▶ [Problem details]:
Format the data below as a Markdown table with the columns "Row" and "Line," one numbered row per line and blank lines omitted. Exclude the pictures from the table.

▶ [Dataset entries]:
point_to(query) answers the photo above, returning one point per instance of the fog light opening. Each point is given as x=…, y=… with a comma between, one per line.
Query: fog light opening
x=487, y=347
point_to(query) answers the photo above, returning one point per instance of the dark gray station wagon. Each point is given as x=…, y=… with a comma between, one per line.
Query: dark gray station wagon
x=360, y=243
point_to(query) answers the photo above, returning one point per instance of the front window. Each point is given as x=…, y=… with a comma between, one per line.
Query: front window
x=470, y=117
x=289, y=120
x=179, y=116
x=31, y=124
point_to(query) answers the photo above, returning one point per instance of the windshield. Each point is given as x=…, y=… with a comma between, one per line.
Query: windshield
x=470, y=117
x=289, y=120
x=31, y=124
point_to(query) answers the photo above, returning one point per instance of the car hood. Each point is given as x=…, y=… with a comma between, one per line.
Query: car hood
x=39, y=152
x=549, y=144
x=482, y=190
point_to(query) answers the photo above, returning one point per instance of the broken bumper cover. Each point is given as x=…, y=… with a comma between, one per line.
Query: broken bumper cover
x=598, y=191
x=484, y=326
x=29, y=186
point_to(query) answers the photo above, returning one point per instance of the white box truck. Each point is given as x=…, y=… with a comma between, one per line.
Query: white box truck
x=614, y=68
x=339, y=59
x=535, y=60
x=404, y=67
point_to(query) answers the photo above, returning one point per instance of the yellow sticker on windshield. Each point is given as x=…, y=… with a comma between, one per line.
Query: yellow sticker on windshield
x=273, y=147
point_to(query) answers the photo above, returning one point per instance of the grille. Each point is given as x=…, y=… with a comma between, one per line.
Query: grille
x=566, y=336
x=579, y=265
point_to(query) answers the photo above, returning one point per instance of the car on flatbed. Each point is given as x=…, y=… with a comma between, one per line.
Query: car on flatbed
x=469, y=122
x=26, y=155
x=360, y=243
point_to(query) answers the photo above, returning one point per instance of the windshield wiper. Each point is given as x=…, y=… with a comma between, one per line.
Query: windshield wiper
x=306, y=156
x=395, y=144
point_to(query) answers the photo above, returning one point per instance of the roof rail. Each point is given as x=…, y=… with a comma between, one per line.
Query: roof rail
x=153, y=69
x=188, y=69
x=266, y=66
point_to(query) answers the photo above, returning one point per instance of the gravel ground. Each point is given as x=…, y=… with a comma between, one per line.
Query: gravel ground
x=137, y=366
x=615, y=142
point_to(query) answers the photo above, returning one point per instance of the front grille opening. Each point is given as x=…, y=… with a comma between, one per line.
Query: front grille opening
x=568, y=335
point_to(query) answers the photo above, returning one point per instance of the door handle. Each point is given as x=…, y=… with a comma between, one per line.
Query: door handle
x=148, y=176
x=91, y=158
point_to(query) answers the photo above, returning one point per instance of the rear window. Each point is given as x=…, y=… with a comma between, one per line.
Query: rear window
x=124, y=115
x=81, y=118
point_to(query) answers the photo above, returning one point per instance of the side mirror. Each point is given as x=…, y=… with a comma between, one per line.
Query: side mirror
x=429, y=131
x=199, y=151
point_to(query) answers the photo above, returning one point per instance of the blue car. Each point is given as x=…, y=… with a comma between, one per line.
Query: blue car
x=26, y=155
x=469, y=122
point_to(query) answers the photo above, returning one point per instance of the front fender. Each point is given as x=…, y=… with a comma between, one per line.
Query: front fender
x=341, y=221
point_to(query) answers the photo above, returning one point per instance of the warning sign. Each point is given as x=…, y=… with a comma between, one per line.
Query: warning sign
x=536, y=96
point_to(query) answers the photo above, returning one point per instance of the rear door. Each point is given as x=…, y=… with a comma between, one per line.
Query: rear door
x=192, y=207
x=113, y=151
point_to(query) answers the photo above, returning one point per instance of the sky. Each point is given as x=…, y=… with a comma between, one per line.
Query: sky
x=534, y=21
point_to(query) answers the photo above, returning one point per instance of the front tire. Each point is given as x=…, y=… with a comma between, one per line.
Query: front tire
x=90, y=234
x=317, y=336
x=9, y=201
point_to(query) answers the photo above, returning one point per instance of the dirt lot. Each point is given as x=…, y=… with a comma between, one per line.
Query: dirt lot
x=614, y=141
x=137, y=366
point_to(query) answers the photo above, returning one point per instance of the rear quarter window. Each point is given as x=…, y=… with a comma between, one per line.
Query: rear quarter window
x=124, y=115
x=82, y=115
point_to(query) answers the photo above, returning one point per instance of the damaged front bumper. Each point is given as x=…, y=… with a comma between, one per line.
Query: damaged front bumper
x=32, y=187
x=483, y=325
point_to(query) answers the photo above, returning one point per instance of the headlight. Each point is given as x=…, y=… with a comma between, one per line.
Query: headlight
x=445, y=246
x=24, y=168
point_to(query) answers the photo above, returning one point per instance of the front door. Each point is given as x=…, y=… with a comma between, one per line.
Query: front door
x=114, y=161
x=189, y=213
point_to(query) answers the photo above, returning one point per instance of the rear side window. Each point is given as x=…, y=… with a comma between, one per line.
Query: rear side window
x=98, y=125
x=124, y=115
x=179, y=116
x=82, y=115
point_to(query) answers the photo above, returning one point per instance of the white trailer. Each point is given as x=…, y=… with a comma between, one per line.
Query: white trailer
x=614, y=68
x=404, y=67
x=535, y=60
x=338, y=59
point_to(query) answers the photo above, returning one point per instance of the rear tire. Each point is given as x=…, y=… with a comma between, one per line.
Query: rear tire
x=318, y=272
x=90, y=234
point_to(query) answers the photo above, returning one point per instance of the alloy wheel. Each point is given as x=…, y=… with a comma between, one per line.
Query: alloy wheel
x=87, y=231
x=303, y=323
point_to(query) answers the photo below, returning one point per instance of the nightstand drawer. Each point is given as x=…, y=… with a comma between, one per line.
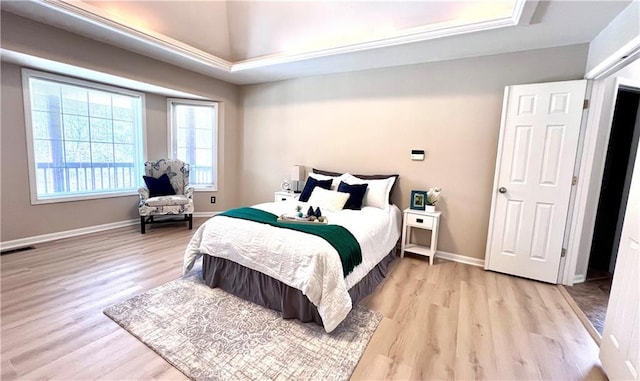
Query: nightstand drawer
x=424, y=222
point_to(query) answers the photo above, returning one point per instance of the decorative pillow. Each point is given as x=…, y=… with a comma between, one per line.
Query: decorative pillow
x=326, y=173
x=363, y=177
x=328, y=200
x=377, y=192
x=381, y=177
x=312, y=183
x=356, y=194
x=335, y=180
x=160, y=186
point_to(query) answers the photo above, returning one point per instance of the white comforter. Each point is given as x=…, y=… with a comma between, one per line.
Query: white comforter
x=301, y=260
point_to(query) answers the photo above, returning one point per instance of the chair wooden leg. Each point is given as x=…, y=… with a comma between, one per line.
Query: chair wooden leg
x=142, y=223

▶ [In response]:
| Row | Line |
|---|---|
| 1 | point_to(query) answers the photo above, returning one point per instance of the fog light opening. Each point is given as x=…, y=… with a comma between, one per line. |
| 2 | Query: fog light opening |
| 3 | x=487, y=347 |
| 4 | point_to(query) answers the photo above, returning one point per instance of the dark gray station wagon. Each point is given as x=…, y=… with a comma between, one per line. |
| 5 | Query: dark gray station wagon |
| 6 | x=360, y=243 |
| 7 | point_to(query) answers the photo above, returning one point per instance of the front window. Each point is given as x=…, y=… with a comma between, one per line. |
| 8 | Query: front window |
| 9 | x=470, y=117 |
| 10 | x=289, y=120 |
| 11 | x=179, y=116 |
| 12 | x=31, y=124 |
| 13 | point_to(query) answers the photo above, returning one point per instance of the windshield. Each point is given as x=…, y=… with a comma between, one per line. |
| 14 | Query: windshield |
| 15 | x=470, y=117 |
| 16 | x=289, y=120 |
| 17 | x=31, y=124 |
| 18 | point_to(query) answers the photo above, returning one point per instance of the car hood. Each point is given as x=…, y=… with a comma between, one per line. |
| 19 | Query: car hood |
| 20 | x=39, y=152 |
| 21 | x=549, y=144 |
| 22 | x=482, y=190 |
| 23 | point_to(query) answers the photo above, returning one point per instance of the broken bumper cover. Each point is given as x=…, y=… with a comma between, one per line. |
| 24 | Query: broken bumper cover |
| 25 | x=598, y=191 |
| 26 | x=484, y=326 |
| 27 | x=29, y=186 |
| 28 | point_to(query) answers the photo above, returning one point per instance of the white box truck. Each point is given as x=…, y=… with a comma between, one per line. |
| 29 | Query: white box truck |
| 30 | x=614, y=68 |
| 31 | x=339, y=59 |
| 32 | x=535, y=60 |
| 33 | x=404, y=67 |
| 34 | point_to(query) answers the photo above, returning one point per instance of the yellow sticker on windshield. Each point is given as x=…, y=… with a comma between, one per line. |
| 35 | Query: yellow sticker on windshield |
| 36 | x=273, y=147 |
| 37 | point_to(query) answers the photo above, returning one point per instance of the grille. Each point is given as x=…, y=… with a comma between, one per line. |
| 38 | Query: grille |
| 39 | x=566, y=336 |
| 40 | x=579, y=265 |
| 41 | point_to(query) answers the photo above, returning one point per instance of the car on flatbed. Each point is given as x=…, y=… with a comma between, one per line. |
| 42 | Query: car on flatbed |
| 43 | x=469, y=122 |
| 44 | x=26, y=155 |
| 45 | x=360, y=243 |
| 46 | point_to(query) answers the photo above, returning one point per instance of the windshield wiper. Each point is given as x=…, y=… with a comma between, one per line. |
| 47 | Query: windshield wiper |
| 48 | x=306, y=156 |
| 49 | x=395, y=144 |
| 50 | point_to(query) answers the photo above, returning one point per instance of the roof rail. Each point is given as x=…, y=… with a comma between, one per line. |
| 51 | Query: roof rail |
| 52 | x=153, y=69 |
| 53 | x=188, y=69 |
| 54 | x=266, y=66 |
| 55 | point_to(query) answers the photo above, returning one point per instance of the gravel ground. Each point is given as x=…, y=… with a comma between, one per line. |
| 56 | Query: gravel ground |
| 57 | x=137, y=366 |
| 58 | x=615, y=142 |
| 59 | point_to(query) answers the photo above, returning one point per instance of the front grille opening. Each point is given as x=…, y=… with a comma between, one per line. |
| 60 | Query: front grille opening |
| 61 | x=568, y=335 |
| 62 | point_to(query) answers the photo above, returning one point per instance of the door handle. Each point is given as x=…, y=… with a comma between, one per line. |
| 63 | Query: door handle |
| 64 | x=148, y=176 |
| 65 | x=91, y=158 |
| 66 | point_to(query) answers the photo above, returning one point per instance of the rear window. Each point is given as x=…, y=… with a comma between, one per line. |
| 67 | Query: rear window |
| 68 | x=124, y=115 |
| 69 | x=81, y=118 |
| 70 | point_to(query) answers the photo above, returning one point per instance of the side mirror. Each point is given as x=…, y=… with a comma between, one per line. |
| 71 | Query: side mirror |
| 72 | x=429, y=131 |
| 73 | x=199, y=151 |
| 74 | point_to(query) answers the photo above, returning one point per instance of the blue car. Each point is given as x=…, y=… with a comma between, one per line. |
| 75 | Query: blue car |
| 76 | x=26, y=155 |
| 77 | x=469, y=122 |
| 78 | point_to(query) answers the photo above, returning one point per instance of the front fender. Each point is given as x=…, y=… with a comma between, one per line. |
| 79 | Query: front fender |
| 80 | x=341, y=221 |
| 81 | point_to(query) answers the photo above, returning one point per instance of the warning sign. Each point is given as x=…, y=… with a comma between, one per line. |
| 82 | Query: warning sign |
| 83 | x=536, y=96 |
| 84 | point_to(query) answers the photo above, returning one point per instance of the rear door. Each point is given as x=…, y=… with a comma between, one per line. |
| 85 | Query: rear door |
| 86 | x=192, y=207 |
| 87 | x=113, y=151 |
| 88 | point_to(query) answers the photo above, returning one point per instance of the sky. Each point is given as x=…, y=… with a comma between, one per line. |
| 89 | Query: sky |
| 90 | x=534, y=21 |
| 91 | point_to(query) answers the photo above, returning one point per instance of the front tire. Each point is given as x=…, y=… with a comma between, one per line. |
| 92 | Query: front tire |
| 93 | x=90, y=234 |
| 94 | x=317, y=336 |
| 95 | x=9, y=201 |
| 96 | point_to(query) answers the photo above, returning one point per instance of the dirt lot. Each point is given as x=…, y=… with a comma between, one per line. |
| 97 | Query: dirt lot |
| 98 | x=614, y=141 |
| 99 | x=137, y=366 |
| 100 | point_to(query) answers the photo above, returning one point per instance of the rear quarter window. Each point is given as x=…, y=… with a comma between, one per line. |
| 101 | Query: rear quarter window |
| 102 | x=124, y=115 |
| 103 | x=82, y=115 |
| 104 | point_to(query) answers the photo above, returning one point per instance of the damaged front bumper. Each point is given as x=…, y=… with a comma between, one per line. |
| 105 | Query: damaged front bumper |
| 106 | x=32, y=187 |
| 107 | x=483, y=325 |
| 108 | point_to(query) answers the photo above, returning one point per instance of the headlight. Each point is given as x=…, y=… with a comma between, one per line. |
| 109 | Query: headlight |
| 110 | x=445, y=246 |
| 111 | x=24, y=168 |
| 112 | point_to(query) answers the photo above, returning one point per instance of the front door. Each point is given as x=…, y=… with a comma between, one per line. |
| 113 | Query: front door |
| 114 | x=114, y=161 |
| 115 | x=189, y=213 |
| 116 | point_to(query) answers the photo above, returning one point per instance of the rear side window. Each point is given as x=…, y=… with a comma between, one per line. |
| 117 | Query: rear side window |
| 118 | x=98, y=125 |
| 119 | x=124, y=115 |
| 120 | x=179, y=116 |
| 121 | x=82, y=115 |
| 122 | point_to(query) answers the photo above, returning one point per instance of the white trailer. Each point is given as x=…, y=… with a comma between, one per line. |
| 123 | Query: white trailer |
| 124 | x=614, y=68 |
| 125 | x=404, y=67 |
| 126 | x=535, y=60 |
| 127 | x=338, y=59 |
| 128 | point_to(query) answers the photo above, returning one point per instance of the rear tire. Each point is given as x=…, y=… with a comma between, one per line. |
| 129 | Query: rear tire |
| 130 | x=318, y=272 |
| 131 | x=90, y=234 |
| 132 | point_to(query) answers the photo above, returning one point per instance of the alloy wheel. Each point is given as x=…, y=… with a comma between, one per line. |
| 133 | Query: alloy wheel |
| 134 | x=87, y=231 |
| 135 | x=303, y=323 |
| 136 | point_to(query) answers the photo below, returning one point per instance of the nightstand drawer. Each point is given as x=…, y=… with a comma between, one per line. |
| 137 | Query: nightstand drawer |
| 138 | x=424, y=222 |
| 139 | point_to(query) answers the photo above, returning one point per instance of the decorative pillow. Each point is given as x=…, y=… with a comma between, one per line. |
| 140 | Query: decorative pillow |
| 141 | x=326, y=173 |
| 142 | x=363, y=177 |
| 143 | x=328, y=200 |
| 144 | x=377, y=192 |
| 145 | x=381, y=177 |
| 146 | x=312, y=183 |
| 147 | x=356, y=194 |
| 148 | x=335, y=180 |
| 149 | x=160, y=186 |
| 150 | point_to(query) answers the photo above, returning one point per instance of the white comforter. Each point is given as x=…, y=… with a comma between, one per line. |
| 151 | Query: white comforter |
| 152 | x=301, y=260 |
| 153 | point_to(query) answers the photo above, returning one point per instance of the chair wooden leg. Each point is given as x=…, y=… with a comma between, one per line. |
| 154 | Query: chair wooden leg |
| 155 | x=142, y=223 |